Supplied text
────────────────

It's reckless not to subject Padu to data protection laws, says LFL

PETALING JAYA: Economy Minister Rafizi Ramli’s claim that government data in the Central Database Hub (Padu) need not be subjected to the Personal Data Protection Act 2010 (PDPA) is baseless, reckless and goes against the global trend, says Lawyers for Liberty (LFL).

LFL director Zaid Malek said in a Friday (Jan 5) statement that the minister seemed to be “completely oblivious to the role and necessity of PDPA legislation in governing personal data”.

He also said personal data protection cannot be left to ad hoc, superficial regulations of individual government agencies or departments.

ALSO READ: Amendment needed for data protection laws in line with Padu, says LFL

On Thursday (Jan 4), LFL called for Padu to be suspended pending amendments to the PDPA amid fears of data breaches.

In response, Rafizi said considering the huge amounts of data in government databases, LFL’s suggestion implied that the government could not proceed with anything that involved data.

────────────────

Dataset
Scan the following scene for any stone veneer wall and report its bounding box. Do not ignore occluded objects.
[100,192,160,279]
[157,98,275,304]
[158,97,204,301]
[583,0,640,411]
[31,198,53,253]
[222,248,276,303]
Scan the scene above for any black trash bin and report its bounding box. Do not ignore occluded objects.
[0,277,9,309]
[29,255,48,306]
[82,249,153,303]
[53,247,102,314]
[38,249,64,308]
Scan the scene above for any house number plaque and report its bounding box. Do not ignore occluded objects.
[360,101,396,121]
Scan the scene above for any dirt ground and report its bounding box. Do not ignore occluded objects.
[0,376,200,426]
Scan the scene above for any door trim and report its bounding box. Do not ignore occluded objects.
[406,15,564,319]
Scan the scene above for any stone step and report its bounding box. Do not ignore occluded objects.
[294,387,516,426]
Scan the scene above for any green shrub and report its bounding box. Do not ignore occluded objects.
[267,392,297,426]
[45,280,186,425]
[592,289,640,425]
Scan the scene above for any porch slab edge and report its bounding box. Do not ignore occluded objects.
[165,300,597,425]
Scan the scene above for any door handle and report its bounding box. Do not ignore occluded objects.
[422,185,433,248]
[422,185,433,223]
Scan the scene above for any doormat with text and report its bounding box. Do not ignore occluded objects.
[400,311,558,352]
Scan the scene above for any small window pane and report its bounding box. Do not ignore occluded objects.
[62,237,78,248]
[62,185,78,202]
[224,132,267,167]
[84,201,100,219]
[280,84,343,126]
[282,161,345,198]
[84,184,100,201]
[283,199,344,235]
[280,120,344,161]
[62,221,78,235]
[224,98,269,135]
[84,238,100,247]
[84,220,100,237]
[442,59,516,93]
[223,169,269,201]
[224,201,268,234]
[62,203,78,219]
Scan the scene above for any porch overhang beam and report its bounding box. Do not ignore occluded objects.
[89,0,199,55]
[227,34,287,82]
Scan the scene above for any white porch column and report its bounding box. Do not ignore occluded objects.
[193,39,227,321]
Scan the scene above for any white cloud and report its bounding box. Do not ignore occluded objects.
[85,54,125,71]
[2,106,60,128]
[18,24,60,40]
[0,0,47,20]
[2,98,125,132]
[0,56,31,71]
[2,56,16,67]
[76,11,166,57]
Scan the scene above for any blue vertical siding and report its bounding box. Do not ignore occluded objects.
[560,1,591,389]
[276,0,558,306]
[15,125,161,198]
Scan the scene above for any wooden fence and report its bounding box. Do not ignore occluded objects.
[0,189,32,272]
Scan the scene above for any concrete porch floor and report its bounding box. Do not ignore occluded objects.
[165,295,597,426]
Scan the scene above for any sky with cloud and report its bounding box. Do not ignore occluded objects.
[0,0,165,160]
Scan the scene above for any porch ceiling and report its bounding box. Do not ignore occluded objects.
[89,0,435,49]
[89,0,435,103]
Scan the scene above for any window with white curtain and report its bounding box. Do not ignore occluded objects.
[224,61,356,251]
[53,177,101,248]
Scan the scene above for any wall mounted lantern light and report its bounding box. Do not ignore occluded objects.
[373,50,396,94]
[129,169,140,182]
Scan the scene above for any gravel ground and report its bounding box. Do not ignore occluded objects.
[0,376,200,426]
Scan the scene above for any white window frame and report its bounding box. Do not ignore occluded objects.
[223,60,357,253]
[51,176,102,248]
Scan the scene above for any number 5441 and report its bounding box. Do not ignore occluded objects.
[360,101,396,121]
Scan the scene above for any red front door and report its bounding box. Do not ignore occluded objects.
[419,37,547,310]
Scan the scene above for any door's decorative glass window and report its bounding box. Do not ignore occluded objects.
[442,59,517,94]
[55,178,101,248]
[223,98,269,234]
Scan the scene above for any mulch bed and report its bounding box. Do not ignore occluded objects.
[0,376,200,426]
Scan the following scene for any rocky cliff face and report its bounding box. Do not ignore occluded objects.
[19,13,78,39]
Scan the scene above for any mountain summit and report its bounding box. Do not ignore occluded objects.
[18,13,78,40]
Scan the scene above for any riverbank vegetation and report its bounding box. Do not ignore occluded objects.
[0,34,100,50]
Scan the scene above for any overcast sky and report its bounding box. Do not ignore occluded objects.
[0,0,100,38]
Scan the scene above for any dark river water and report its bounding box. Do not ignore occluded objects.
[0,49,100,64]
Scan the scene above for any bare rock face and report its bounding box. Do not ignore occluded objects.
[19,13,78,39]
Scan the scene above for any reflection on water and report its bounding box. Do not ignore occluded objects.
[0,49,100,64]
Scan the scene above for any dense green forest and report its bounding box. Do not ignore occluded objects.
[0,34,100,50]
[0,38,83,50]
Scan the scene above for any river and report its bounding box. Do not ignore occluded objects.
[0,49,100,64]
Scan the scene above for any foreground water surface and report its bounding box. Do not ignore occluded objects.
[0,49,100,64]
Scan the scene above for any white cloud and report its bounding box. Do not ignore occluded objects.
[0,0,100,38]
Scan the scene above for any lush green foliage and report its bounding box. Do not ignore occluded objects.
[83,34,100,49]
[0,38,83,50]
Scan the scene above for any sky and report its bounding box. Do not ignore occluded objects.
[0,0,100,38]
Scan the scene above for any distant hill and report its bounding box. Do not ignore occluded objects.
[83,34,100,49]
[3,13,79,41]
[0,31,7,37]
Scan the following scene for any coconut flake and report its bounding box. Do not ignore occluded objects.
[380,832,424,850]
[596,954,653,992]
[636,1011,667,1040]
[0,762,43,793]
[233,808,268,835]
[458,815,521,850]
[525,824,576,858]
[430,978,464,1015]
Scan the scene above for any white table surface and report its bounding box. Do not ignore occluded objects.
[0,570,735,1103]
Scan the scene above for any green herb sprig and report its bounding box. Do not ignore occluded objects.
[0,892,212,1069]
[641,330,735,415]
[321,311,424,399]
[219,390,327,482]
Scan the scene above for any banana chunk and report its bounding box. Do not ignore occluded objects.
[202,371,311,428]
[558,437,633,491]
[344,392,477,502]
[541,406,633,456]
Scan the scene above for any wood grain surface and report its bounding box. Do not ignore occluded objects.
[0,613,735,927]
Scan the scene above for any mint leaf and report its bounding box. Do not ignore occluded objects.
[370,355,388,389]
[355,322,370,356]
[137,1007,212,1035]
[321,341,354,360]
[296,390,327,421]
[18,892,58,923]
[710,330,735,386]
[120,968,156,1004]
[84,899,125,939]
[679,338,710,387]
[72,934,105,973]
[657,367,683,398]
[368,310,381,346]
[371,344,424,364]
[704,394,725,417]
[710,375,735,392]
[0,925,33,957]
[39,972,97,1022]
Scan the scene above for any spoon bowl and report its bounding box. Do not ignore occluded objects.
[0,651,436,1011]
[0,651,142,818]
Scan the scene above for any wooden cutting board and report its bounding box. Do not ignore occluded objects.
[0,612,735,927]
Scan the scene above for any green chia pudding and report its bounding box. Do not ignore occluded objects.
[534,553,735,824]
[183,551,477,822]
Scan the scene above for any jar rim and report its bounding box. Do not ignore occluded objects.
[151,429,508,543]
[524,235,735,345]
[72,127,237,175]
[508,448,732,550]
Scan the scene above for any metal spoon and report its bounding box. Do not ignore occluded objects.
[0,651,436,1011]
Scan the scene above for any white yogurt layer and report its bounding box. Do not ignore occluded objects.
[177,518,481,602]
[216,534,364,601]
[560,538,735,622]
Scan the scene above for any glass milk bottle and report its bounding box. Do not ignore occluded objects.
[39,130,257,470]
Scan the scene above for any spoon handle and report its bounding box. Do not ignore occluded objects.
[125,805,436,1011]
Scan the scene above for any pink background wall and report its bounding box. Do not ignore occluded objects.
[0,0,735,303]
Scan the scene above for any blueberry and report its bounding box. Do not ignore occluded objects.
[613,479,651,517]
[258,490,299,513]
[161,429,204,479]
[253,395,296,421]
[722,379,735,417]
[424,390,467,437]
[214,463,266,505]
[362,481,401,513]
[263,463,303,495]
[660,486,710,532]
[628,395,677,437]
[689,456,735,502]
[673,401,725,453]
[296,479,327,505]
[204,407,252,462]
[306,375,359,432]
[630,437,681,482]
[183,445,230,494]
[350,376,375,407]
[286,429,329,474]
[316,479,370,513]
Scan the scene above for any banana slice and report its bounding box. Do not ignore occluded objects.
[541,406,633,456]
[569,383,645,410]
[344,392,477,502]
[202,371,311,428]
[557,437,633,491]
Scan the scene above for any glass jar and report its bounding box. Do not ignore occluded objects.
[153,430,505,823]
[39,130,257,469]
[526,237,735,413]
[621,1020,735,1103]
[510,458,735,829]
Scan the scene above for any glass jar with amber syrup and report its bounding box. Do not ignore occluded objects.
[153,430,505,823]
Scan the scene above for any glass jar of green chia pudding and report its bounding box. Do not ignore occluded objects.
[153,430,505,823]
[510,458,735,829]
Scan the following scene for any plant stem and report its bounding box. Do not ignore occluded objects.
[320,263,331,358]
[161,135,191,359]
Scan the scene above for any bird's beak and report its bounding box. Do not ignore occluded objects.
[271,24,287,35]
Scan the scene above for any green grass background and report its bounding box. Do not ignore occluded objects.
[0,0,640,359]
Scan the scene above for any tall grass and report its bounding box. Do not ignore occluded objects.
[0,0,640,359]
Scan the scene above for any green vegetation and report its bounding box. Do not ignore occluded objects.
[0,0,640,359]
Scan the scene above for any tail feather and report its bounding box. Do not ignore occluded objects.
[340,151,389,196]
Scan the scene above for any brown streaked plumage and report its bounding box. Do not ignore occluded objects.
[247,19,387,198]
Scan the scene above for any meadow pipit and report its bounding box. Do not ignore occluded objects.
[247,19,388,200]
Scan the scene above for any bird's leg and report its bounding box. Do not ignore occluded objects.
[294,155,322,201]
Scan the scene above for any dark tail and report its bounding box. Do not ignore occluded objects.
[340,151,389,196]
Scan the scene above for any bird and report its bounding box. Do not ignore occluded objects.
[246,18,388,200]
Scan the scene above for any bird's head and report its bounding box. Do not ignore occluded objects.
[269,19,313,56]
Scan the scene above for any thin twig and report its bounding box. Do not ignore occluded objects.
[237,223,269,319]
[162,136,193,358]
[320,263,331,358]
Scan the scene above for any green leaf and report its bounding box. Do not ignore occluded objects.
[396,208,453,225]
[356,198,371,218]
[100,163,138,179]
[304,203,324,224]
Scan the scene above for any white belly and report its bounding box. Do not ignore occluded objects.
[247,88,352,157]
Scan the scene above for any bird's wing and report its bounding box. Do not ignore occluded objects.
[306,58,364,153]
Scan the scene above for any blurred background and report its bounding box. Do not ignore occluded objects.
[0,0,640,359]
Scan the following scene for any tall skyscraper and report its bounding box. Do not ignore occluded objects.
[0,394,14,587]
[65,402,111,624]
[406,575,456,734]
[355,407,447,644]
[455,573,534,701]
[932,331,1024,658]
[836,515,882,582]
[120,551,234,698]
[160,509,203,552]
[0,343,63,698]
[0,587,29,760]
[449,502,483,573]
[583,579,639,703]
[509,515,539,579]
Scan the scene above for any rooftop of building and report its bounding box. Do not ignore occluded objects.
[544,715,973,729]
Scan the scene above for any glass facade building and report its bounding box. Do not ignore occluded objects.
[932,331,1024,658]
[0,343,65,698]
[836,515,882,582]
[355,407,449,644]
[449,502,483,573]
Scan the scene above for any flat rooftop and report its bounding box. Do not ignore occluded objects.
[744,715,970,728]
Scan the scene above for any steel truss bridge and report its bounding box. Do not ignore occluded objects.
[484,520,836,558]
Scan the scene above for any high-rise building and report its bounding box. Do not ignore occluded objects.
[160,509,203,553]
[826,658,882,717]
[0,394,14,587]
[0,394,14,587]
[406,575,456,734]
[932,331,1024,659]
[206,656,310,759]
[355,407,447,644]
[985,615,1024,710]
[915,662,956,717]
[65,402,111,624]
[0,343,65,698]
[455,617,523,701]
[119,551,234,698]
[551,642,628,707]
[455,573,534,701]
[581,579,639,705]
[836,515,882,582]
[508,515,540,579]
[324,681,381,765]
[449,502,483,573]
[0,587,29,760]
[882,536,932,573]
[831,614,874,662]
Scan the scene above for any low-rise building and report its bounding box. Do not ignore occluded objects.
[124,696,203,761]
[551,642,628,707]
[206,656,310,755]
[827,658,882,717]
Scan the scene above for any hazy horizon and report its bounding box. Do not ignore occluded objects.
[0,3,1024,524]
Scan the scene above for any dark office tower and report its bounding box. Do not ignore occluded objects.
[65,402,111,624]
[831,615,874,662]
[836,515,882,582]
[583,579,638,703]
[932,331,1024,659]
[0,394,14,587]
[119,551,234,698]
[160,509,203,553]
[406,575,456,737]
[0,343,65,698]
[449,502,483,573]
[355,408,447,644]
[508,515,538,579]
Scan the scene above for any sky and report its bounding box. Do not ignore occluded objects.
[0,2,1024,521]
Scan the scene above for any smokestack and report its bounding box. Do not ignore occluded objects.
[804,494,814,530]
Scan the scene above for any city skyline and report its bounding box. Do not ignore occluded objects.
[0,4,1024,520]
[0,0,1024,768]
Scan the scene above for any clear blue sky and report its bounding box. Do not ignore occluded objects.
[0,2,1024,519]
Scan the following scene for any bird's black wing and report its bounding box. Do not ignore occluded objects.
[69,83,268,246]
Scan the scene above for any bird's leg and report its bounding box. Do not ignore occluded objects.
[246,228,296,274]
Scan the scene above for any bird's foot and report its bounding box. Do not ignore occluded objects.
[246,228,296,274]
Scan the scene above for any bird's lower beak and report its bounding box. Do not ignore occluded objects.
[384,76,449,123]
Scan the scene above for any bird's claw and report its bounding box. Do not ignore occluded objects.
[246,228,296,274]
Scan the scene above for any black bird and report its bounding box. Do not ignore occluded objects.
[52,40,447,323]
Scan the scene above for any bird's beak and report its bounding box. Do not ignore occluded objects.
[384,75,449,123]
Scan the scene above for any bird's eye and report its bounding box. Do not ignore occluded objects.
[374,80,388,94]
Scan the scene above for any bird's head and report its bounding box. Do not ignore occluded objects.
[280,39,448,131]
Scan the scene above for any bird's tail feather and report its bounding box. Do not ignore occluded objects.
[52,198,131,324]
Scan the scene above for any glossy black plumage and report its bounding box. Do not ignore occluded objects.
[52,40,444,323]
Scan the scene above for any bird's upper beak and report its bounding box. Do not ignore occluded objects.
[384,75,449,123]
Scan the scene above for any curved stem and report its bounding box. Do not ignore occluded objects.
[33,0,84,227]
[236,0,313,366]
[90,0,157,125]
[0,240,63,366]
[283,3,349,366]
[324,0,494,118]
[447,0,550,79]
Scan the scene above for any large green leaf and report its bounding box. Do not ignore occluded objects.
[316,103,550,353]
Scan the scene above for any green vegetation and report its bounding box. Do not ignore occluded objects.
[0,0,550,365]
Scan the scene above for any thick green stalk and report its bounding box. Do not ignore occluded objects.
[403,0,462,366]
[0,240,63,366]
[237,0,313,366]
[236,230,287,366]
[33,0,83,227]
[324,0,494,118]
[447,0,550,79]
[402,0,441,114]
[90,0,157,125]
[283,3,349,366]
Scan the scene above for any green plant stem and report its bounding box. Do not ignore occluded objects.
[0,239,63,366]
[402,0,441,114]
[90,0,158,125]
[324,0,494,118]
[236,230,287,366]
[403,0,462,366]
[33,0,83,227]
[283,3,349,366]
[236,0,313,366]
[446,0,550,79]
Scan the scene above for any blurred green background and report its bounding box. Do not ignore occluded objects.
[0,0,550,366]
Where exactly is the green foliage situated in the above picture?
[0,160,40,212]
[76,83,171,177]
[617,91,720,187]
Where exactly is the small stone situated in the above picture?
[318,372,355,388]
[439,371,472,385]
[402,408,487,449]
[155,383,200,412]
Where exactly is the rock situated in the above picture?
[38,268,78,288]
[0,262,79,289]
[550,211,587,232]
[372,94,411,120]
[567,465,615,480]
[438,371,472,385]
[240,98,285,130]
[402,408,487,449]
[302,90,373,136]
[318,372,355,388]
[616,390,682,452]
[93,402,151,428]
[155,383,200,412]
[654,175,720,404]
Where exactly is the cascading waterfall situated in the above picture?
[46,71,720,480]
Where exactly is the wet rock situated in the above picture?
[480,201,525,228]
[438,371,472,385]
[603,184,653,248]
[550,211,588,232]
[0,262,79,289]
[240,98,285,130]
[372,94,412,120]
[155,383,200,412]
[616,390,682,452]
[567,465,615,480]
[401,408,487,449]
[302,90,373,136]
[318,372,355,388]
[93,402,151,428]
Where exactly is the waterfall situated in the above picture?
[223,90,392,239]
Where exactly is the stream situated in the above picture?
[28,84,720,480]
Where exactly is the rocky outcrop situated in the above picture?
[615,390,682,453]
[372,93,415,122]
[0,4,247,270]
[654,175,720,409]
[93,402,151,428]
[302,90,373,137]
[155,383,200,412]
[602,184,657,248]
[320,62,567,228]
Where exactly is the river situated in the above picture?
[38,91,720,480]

────────────────

Task description
Could you copy out the news article about Padu and data protection above word for word, from its headline through its final sentence?

Final answer
It's reckless not to subject Padu to data protection laws, says LFL

PETALING JAYA: Economy Minister Rafizi Ramli’s claim that government data in the Central Database Hub (Padu) need not be subjected to the Personal Data Protection Act 2010 (PDPA) is baseless, reckless and goes against the global trend, says Lawyers for Liberty (LFL).

LFL director Zaid Malek said in a Friday (Jan 5) statement that the minister seemed to be “completely oblivious to the role and necessity of PDPA legislation in governing personal data”.

He also said personal data protection cannot be left to ad hoc, superficial regulations of individual government agencies or departments.

ALSO READ: Amendment needed for data protection laws in line with Padu, says LFL

On Thursday (Jan 4), LFL called for Padu to be suspended pending amendments to the PDPA amid fears of data breaches.

In response, Rafizi said considering the huge amounts of data in government databases, LFL’s suggestion implied that the government could not proceed with anything that involved data.